Goal of the exercise: Reproduce every one of the records below word for word, from the first line to the last.
---------------
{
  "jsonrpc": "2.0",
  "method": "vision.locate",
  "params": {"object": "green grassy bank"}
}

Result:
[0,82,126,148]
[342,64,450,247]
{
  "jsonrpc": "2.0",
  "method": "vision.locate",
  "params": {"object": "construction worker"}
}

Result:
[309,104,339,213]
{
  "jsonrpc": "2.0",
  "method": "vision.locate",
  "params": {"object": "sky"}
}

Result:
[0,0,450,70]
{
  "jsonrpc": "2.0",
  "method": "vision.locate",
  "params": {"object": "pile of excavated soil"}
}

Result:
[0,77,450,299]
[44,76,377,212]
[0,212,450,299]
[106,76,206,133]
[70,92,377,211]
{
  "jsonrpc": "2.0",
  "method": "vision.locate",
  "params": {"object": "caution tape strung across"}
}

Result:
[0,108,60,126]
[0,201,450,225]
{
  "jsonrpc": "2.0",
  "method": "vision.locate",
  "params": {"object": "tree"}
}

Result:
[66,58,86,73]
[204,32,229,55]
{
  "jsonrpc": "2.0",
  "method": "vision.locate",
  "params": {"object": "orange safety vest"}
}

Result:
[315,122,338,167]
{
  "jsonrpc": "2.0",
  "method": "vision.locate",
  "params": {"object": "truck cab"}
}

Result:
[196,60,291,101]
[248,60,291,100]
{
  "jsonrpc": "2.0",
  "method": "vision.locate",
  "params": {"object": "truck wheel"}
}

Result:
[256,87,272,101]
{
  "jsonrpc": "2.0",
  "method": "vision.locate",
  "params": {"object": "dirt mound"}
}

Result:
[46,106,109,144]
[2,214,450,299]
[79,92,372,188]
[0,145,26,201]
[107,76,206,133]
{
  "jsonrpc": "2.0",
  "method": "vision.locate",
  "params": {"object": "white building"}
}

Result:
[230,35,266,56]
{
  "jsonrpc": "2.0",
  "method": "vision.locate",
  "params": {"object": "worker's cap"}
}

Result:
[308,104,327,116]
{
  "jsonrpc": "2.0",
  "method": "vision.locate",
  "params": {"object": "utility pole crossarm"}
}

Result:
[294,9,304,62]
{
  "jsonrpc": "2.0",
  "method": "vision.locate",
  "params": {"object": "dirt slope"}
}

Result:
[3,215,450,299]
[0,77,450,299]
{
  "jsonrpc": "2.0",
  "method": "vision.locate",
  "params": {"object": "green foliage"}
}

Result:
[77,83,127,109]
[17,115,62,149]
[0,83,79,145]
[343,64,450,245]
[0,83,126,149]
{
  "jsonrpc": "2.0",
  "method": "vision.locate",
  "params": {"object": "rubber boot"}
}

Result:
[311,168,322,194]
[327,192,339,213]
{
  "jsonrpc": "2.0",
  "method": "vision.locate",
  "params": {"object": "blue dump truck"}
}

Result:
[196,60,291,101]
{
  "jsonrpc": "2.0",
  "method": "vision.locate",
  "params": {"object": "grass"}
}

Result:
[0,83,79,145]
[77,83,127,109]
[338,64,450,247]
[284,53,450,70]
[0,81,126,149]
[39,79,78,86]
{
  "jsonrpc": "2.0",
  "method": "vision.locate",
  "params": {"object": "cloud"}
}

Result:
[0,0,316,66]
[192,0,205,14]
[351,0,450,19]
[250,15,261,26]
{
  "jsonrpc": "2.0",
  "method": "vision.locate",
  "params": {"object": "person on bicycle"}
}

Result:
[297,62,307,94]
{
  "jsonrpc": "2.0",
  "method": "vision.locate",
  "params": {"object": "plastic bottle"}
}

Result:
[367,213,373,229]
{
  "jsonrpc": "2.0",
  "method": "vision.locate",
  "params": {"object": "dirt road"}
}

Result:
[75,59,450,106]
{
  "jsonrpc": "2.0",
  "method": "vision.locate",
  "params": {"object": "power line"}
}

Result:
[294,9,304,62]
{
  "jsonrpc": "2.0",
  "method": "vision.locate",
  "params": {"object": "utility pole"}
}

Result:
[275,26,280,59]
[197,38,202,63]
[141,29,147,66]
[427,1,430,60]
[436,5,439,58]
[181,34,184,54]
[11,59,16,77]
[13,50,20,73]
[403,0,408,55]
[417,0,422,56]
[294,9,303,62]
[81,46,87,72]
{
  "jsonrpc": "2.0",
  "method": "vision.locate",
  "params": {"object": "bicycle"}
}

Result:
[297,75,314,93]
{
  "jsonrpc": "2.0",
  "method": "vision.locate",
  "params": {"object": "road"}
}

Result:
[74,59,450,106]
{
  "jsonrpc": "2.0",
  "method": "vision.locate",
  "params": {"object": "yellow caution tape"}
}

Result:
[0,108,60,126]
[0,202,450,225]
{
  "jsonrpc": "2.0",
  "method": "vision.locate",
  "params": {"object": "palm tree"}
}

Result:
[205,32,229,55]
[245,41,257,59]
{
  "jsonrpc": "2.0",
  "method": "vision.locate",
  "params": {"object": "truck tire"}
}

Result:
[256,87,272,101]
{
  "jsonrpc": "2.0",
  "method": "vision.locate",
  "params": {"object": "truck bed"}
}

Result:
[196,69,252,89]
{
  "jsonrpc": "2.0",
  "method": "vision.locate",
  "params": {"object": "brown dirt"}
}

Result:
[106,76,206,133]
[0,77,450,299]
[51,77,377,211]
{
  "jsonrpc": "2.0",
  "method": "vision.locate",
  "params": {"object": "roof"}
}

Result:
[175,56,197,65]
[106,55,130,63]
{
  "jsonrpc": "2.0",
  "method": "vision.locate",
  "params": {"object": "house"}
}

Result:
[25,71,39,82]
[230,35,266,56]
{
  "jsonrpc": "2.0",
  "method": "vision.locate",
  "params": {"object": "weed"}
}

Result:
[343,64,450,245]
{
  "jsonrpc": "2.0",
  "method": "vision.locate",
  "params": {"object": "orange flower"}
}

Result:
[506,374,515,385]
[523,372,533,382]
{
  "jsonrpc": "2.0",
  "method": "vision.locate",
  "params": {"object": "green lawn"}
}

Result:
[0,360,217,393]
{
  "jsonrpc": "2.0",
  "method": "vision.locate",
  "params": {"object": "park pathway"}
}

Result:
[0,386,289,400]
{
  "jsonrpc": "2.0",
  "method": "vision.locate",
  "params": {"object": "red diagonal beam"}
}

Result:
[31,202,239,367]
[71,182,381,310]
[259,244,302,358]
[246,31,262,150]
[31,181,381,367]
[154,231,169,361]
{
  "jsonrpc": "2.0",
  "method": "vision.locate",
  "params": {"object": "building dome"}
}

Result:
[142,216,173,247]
---------------
Result of the exercise:
{
  "jsonrpc": "2.0",
  "method": "vision.locate",
  "params": {"object": "green grassy bank"}
}

Result:
[0,82,126,148]
[342,64,450,247]
{
  "jsonrpc": "2.0",
  "method": "vision.locate",
  "params": {"object": "construction worker"}
}

Result:
[309,104,339,213]
{
  "jsonrpc": "2.0",
  "method": "vision.locate",
  "params": {"object": "sky"}
}

Result:
[0,0,450,70]
{
  "jsonrpc": "2.0",
  "method": "vision.locate",
  "params": {"object": "pile of excavated soil"}
}

Result:
[0,77,450,299]
[44,76,377,212]
[0,212,450,299]
[106,76,206,133]
[70,92,377,211]
{
  "jsonrpc": "2.0",
  "method": "vision.locate",
  "params": {"object": "caution tape strung across"}
}

Result:
[0,108,60,126]
[0,201,450,225]
{
  "jsonrpc": "2.0",
  "method": "vision.locate",
  "params": {"object": "tree"}
}

Result:
[66,58,86,73]
[204,32,229,55]
{
  "jsonrpc": "2.0",
  "method": "vision.locate",
  "params": {"object": "orange safety vest"}
}

Result:
[315,122,338,167]
{
  "jsonrpc": "2.0",
  "method": "vision.locate",
  "params": {"object": "truck cab"}
}

Result:
[196,60,291,101]
[248,60,291,100]
{
  "jsonrpc": "2.0",
  "method": "vision.locate",
  "params": {"object": "truck wheel"}
}

Result:
[256,87,272,101]
{
  "jsonrpc": "2.0",
  "method": "vision.locate",
  "params": {"object": "dirt mound"}
}

Result:
[46,106,109,144]
[2,214,450,299]
[79,92,372,188]
[0,145,26,201]
[107,76,206,133]
{
  "jsonrpc": "2.0",
  "method": "vision.locate",
  "params": {"object": "white building"}
}

Result:
[230,35,266,56]
{
  "jsonrpc": "2.0",
  "method": "vision.locate",
  "params": {"object": "worker's cap"}
}

Result:
[308,104,327,116]
{
  "jsonrpc": "2.0",
  "method": "vision.locate",
  "params": {"object": "utility pole crossarm"}
}

Result:
[294,9,304,62]
{
  "jsonrpc": "2.0",
  "method": "vision.locate",
  "params": {"object": "dirt slope"}
}

Result:
[3,215,450,299]
[0,77,450,299]
{
  "jsonrpc": "2.0",
  "method": "vision.locate",
  "params": {"object": "green foliage"}
}

Result:
[77,83,127,109]
[17,115,62,149]
[0,83,79,145]
[343,64,450,245]
[0,83,126,149]
{
  "jsonrpc": "2.0",
  "method": "vision.locate",
  "params": {"object": "rubber boot"}
}

Result:
[311,168,322,194]
[327,192,339,213]
{
  "jsonrpc": "2.0",
  "method": "vision.locate",
  "params": {"object": "blue dump truck"}
}

Result:
[196,60,291,101]
{
  "jsonrpc": "2.0",
  "method": "vision.locate",
  "params": {"object": "grass"}
}

Result:
[0,83,79,145]
[77,83,127,109]
[338,64,450,247]
[284,53,450,70]
[0,81,126,149]
[39,79,78,86]
{
  "jsonrpc": "2.0",
  "method": "vision.locate",
  "params": {"object": "cloud"}
}

Result:
[0,0,316,66]
[192,0,205,14]
[351,0,450,19]
[250,15,261,26]
{
  "jsonrpc": "2.0",
  "method": "vision.locate",
  "params": {"object": "person on bicycle"}
}

Result:
[297,62,307,94]
{
  "jsonrpc": "2.0",
  "method": "vision.locate",
  "params": {"object": "plastic bottle"}
}

Result:
[367,213,373,229]
{
  "jsonrpc": "2.0",
  "method": "vision.locate",
  "params": {"object": "dirt road"}
}

Result:
[75,59,450,106]
{
  "jsonrpc": "2.0",
  "method": "vision.locate",
  "params": {"object": "power line"}
}

Result:
[294,9,304,62]
{
  "jsonrpc": "2.0",
  "method": "vision.locate",
  "params": {"object": "utility pole"}
}

Result:
[275,26,280,59]
[197,38,202,63]
[141,29,147,66]
[427,1,430,60]
[436,5,439,58]
[181,34,184,54]
[11,59,16,77]
[13,50,20,73]
[403,0,408,55]
[417,0,422,56]
[294,9,303,62]
[81,46,87,72]
{
  "jsonrpc": "2.0",
  "method": "vision.locate",
  "params": {"object": "bicycle"}
}

Result:
[297,75,314,93]
{
  "jsonrpc": "2.0",
  "method": "vision.locate",
  "params": {"object": "road"}
}

Result:
[74,59,450,106]
{
  "jsonrpc": "2.0",
  "method": "vision.locate",
  "params": {"object": "yellow caution tape"}
}

Result:
[0,108,60,126]
[0,202,450,225]
{
  "jsonrpc": "2.0",
  "method": "vision.locate",
  "params": {"object": "palm tree"}
}

Result:
[205,32,229,55]
[245,41,257,59]
{
  "jsonrpc": "2.0",
  "method": "vision.locate",
  "params": {"object": "truck tire"}
}

Result:
[256,87,272,101]
{
  "jsonrpc": "2.0",
  "method": "vision.locate",
  "params": {"object": "truck bed"}
}

Result:
[196,69,252,89]
{
  "jsonrpc": "2.0",
  "method": "vision.locate",
  "params": {"object": "brown dirt"}
}

Result:
[106,76,206,133]
[0,77,450,299]
[51,77,377,211]
{
  "jsonrpc": "2.0",
  "method": "vision.locate",
  "params": {"object": "roof"}
}

Result:
[175,56,197,65]
[106,55,130,63]
{
  "jsonrpc": "2.0",
  "method": "vision.locate",
  "params": {"object": "house"}
}

Result:
[25,71,39,82]
[230,35,266,56]
{
  "jsonrpc": "2.0",
  "method": "vision.locate",
  "params": {"object": "weed"}
}

Result:
[343,64,450,245]
{
  "jsonrpc": "2.0",
  "method": "vision.locate",
  "params": {"object": "orange flower"}
}

Result:
[506,374,515,385]
[523,372,533,382]
{
  "jsonrpc": "2.0",
  "method": "vision.locate",
  "params": {"object": "green lawn"}
}

Result:
[0,360,217,393]
{
  "jsonrpc": "2.0",
  "method": "vision.locate",
  "params": {"object": "park pathway"}
}

Result:
[0,386,289,400]
{
  "jsonrpc": "2.0",
  "method": "vision.locate",
  "params": {"object": "red diagonal beam"}
}

Result:
[31,202,239,367]
[71,182,381,310]
[259,244,302,358]
[246,31,262,150]
[31,181,381,367]
[154,231,169,361]
{
  "jsonrpc": "2.0",
  "method": "vision.locate",
  "params": {"object": "building dome"}
}

Result:
[142,216,173,247]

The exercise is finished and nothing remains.